*Extracted information*:
BEGIN

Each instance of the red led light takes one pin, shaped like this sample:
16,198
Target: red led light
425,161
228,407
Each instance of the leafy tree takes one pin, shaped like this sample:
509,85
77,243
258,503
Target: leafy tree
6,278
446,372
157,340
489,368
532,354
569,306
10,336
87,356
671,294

END

*Task description*: Convert every line of the listing above into a JSON list of strings, one string per line, leaving out blank lines.

*Solution to the exercise*:
[
  "Each instance of the red led light takes one pin, shaped like this sample:",
  "16,198",
  "Target: red led light",
  "425,161",
  "228,407",
  "Each instance of the leafy tree takes one pin, shaped like this sample:",
  "509,85",
  "77,243",
  "258,503",
  "Target: leafy tree",
  "6,278",
  "446,372",
  "157,340",
  "489,368",
  "532,354",
  "569,306",
  "10,336",
  "87,356",
  "671,294"
]